**WHAT THIS TASK INVOLVES:**
Rescale the listing below by reproducing every line, requests included, with each answer coordinate multiplied by 0.25 and rounded to a whole number (halves round up), while the sample points inside the request stay unchanged. Omit the pictures from your output.

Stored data
◆ ◆ ◆ ◆
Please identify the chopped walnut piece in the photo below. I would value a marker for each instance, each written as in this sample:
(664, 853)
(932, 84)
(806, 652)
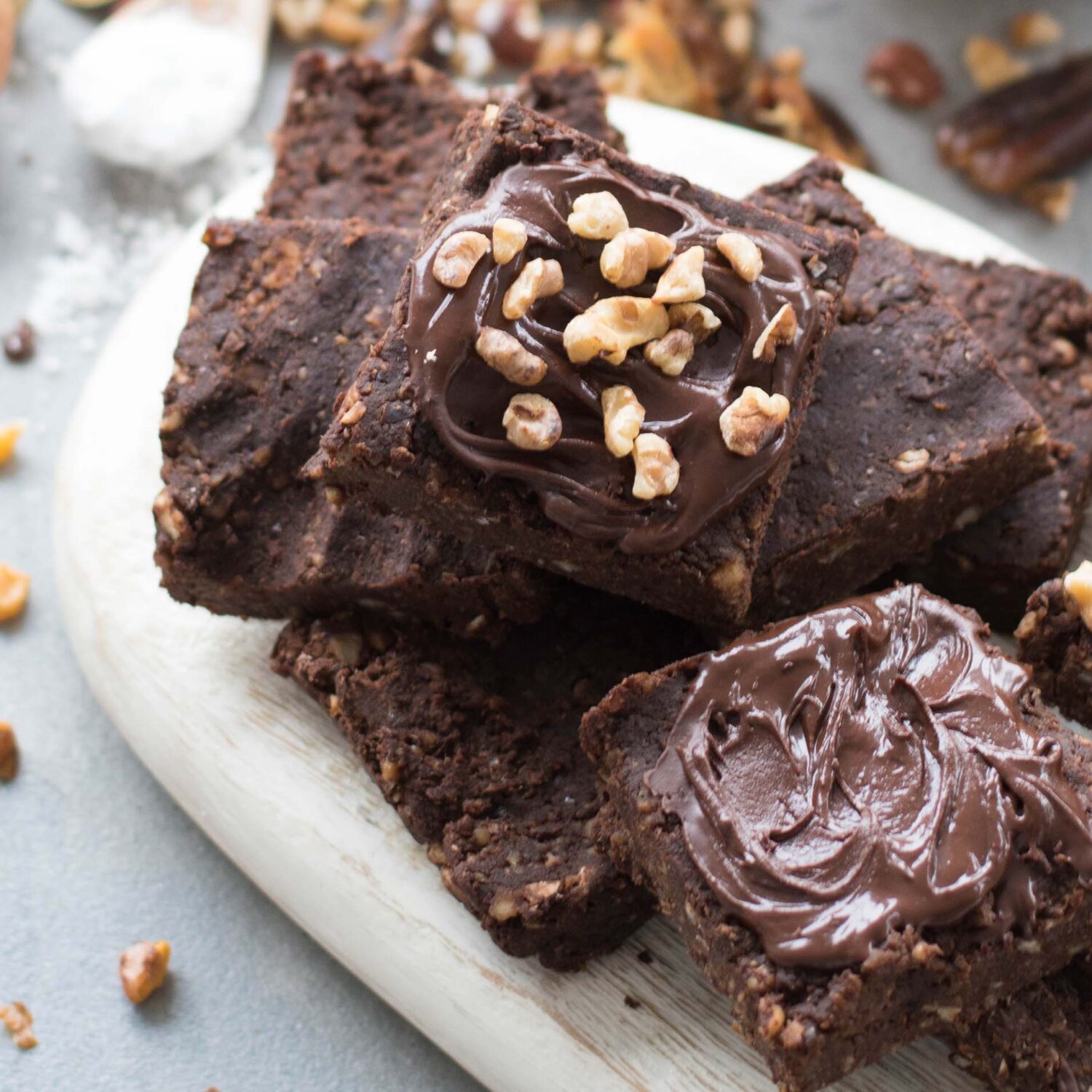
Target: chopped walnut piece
(991, 65)
(696, 319)
(683, 281)
(9, 437)
(612, 327)
(532, 423)
(539, 279)
(458, 256)
(15, 589)
(622, 417)
(657, 470)
(904, 72)
(505, 354)
(781, 330)
(753, 421)
(1031, 28)
(911, 461)
(143, 969)
(9, 751)
(509, 238)
(1078, 585)
(743, 255)
(672, 353)
(598, 216)
(17, 1018)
◆ ◆ ◆ ◆
**SOLUTION TO THE PROBLEM:**
Please identify the chopped walnut piece in the photo below. I would value a marker for each instance, each written as in this sample:
(664, 853)
(932, 84)
(806, 652)
Target: chopped walnut piece
(248, 16)
(174, 80)
(171, 70)
(2, 109)
(153, 82)
(133, 106)
(135, 70)
(115, 64)
(4, 147)
(156, 104)
(164, 118)
(226, 18)
(126, 89)
(195, 83)
(188, 105)
(258, 7)
(228, 115)
(36, 242)
(2, 188)
(127, 60)
(270, 146)
(186, 64)
(168, 88)
(150, 54)
(4, 255)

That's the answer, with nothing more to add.